=== RECORD EXTRACTS ===

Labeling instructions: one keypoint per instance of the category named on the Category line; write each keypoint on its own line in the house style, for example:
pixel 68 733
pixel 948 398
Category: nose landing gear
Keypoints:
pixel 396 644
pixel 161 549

===

● TASK REQUIREMENTS: Please output every line of the records as a JSON list of strings, one string per line, leaving out any blank lines.

● CORRECT RESPONSE:
[
  "Labeling instructions: one keypoint per instance of the category named on the Category line; write each keypoint on its own line in the house style, for example:",
  "pixel 68 733",
  "pixel 948 398",
  "Category: nose landing gear",
  "Keypoints:",
  "pixel 396 644",
  "pixel 161 549"
]